WHAT IS REQUIRED → Continue the piece on telcos and the mobile Internet, picking up after its last sentence.

EXTRACT →
○ ○ ○ ○ ○

“Telcos spent all this money, built all the infrastructure, hired all these clever people, imagined and planned and consulted for all of it, have all this market power, and they’ll get none of it.”
Ben Evans talking about mobile Internet.
Ben has a point. Telcos spent huge amounts of money building the infrastructure to support mobile Internet. They didn’t get “none” of it exactly, but they did only get a small part of the pie. They got the chance to carry the traffic at commoditising price points, which when considering the cost to build and maintain their networks, is probably more like the burnt crust than the pie.
The big winners were Apple, Samsung and the OTT players because they provided the products that consumers perceived to be the most valuable and worth paying a premium for.
The next waves of innovation such as augmented reality, internet of things, autonomous cars, etc, etc provide Telcos with a new set of opportunities to deliver the premium value parts of the ecosystems. However, I’m not sensing that this is where the thought-leadership is coming from.

○ ○ ○ ○ ○

DATA FOR ANALYSIS →
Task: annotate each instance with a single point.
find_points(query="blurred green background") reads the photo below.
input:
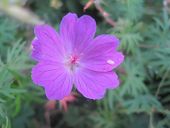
(141, 101)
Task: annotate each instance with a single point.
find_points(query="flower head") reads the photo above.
(75, 56)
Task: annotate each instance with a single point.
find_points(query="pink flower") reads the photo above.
(74, 56)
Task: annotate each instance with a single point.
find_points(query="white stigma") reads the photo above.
(110, 62)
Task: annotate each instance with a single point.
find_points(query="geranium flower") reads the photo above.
(75, 57)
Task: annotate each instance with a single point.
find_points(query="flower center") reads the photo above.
(72, 62)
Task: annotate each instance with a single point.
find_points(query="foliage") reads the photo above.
(143, 97)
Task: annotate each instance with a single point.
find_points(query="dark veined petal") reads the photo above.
(46, 45)
(52, 76)
(94, 84)
(85, 31)
(101, 55)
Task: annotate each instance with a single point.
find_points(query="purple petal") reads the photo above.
(46, 45)
(101, 55)
(67, 31)
(94, 84)
(52, 76)
(85, 31)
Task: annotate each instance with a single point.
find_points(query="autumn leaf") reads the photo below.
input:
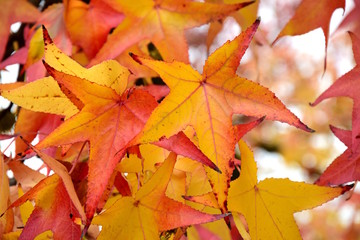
(36, 96)
(245, 17)
(130, 217)
(207, 102)
(161, 22)
(89, 24)
(311, 15)
(109, 118)
(351, 20)
(6, 220)
(268, 206)
(345, 167)
(53, 211)
(13, 11)
(63, 173)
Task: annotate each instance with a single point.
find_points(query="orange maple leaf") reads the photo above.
(207, 103)
(13, 11)
(53, 210)
(130, 217)
(311, 15)
(268, 206)
(89, 24)
(163, 23)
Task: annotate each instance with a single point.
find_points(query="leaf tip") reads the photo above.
(346, 188)
(46, 36)
(135, 57)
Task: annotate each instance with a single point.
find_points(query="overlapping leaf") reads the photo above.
(207, 102)
(13, 11)
(163, 23)
(269, 205)
(150, 211)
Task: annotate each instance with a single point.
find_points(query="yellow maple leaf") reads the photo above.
(207, 102)
(268, 206)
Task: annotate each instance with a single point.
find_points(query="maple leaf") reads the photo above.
(53, 210)
(98, 109)
(245, 17)
(351, 20)
(161, 22)
(129, 217)
(6, 221)
(311, 15)
(13, 11)
(345, 167)
(268, 206)
(207, 102)
(89, 24)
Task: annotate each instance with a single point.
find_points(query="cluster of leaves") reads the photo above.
(152, 160)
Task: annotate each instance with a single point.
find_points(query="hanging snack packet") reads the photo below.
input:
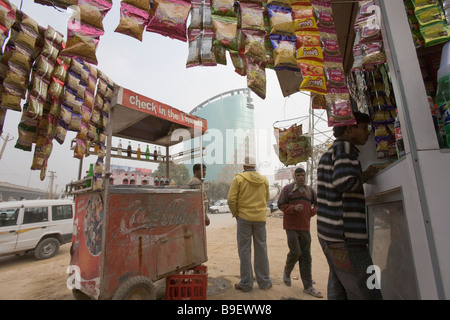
(339, 110)
(207, 57)
(193, 59)
(170, 19)
(335, 76)
(239, 63)
(256, 77)
(280, 19)
(284, 48)
(223, 8)
(132, 21)
(103, 6)
(83, 47)
(312, 55)
(251, 16)
(254, 44)
(226, 35)
(313, 79)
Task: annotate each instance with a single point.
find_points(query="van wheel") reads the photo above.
(137, 288)
(46, 248)
(78, 295)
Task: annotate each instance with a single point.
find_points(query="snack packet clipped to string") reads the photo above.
(170, 19)
(132, 21)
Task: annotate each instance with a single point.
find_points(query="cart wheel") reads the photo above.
(78, 295)
(137, 288)
(46, 249)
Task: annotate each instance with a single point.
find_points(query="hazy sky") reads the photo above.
(155, 67)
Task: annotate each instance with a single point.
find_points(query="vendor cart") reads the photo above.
(126, 237)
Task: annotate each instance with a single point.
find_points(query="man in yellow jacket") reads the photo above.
(247, 199)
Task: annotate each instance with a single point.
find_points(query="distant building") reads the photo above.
(10, 192)
(230, 134)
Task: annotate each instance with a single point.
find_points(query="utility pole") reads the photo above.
(4, 144)
(52, 179)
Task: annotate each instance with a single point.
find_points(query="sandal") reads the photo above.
(237, 286)
(314, 292)
(286, 279)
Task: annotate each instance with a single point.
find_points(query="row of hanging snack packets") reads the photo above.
(252, 45)
(84, 29)
(282, 35)
(337, 98)
(309, 53)
(200, 36)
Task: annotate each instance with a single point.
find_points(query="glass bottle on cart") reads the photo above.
(443, 91)
(129, 149)
(119, 148)
(90, 174)
(399, 138)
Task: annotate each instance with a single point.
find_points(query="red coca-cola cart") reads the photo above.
(126, 237)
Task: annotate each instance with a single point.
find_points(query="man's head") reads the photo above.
(355, 134)
(250, 163)
(196, 169)
(300, 176)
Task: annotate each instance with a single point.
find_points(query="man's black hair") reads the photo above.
(359, 117)
(299, 170)
(197, 166)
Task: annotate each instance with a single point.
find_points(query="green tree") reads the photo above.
(218, 190)
(178, 172)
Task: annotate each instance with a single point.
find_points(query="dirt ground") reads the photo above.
(24, 277)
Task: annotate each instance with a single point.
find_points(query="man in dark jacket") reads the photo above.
(297, 201)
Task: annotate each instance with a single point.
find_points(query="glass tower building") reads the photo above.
(230, 134)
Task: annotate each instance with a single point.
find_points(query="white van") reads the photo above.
(39, 225)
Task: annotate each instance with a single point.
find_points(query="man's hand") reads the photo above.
(370, 172)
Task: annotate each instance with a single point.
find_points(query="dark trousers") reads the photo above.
(299, 243)
(348, 277)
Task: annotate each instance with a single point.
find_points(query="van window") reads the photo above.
(8, 217)
(34, 215)
(62, 212)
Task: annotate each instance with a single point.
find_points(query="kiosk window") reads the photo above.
(391, 250)
(34, 215)
(8, 217)
(62, 212)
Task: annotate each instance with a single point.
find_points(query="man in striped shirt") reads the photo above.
(341, 215)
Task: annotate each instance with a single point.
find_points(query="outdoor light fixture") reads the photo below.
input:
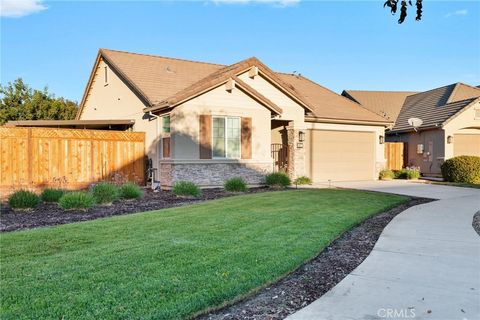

○ ○ ○ ○ ○

RESULT BELOW →
Telcos will continue to provide the digital communications links they’ve specialised in since Claude Shannon developed Information Theory in 1948 for AT&T. An amazing accomplishment but no longer the juicy part of the pie.
Telcos simply can’t provide all of the world’s leading innovations like they did in Shannon’s time. However, they can provide the ecosystems that allow all hardware and software innovators to more easily connect into.
Like Telcos, OSS needs to break the nexus of just managing the network and becoming a partner to the bigger pie by learning from what happened in the last decade with the mobile Internet.